+++ ENTRIES SHOWN

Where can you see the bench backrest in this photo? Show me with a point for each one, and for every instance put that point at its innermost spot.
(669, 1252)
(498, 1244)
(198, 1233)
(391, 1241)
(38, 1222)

++++++

Each entry needs to be given again exactly as it stands.

Where can you see the bench backrest in this photo? Show me with a point for each one, and for every instance put that point at its innermost spot.
(669, 1252)
(498, 1244)
(198, 1233)
(391, 1241)
(38, 1222)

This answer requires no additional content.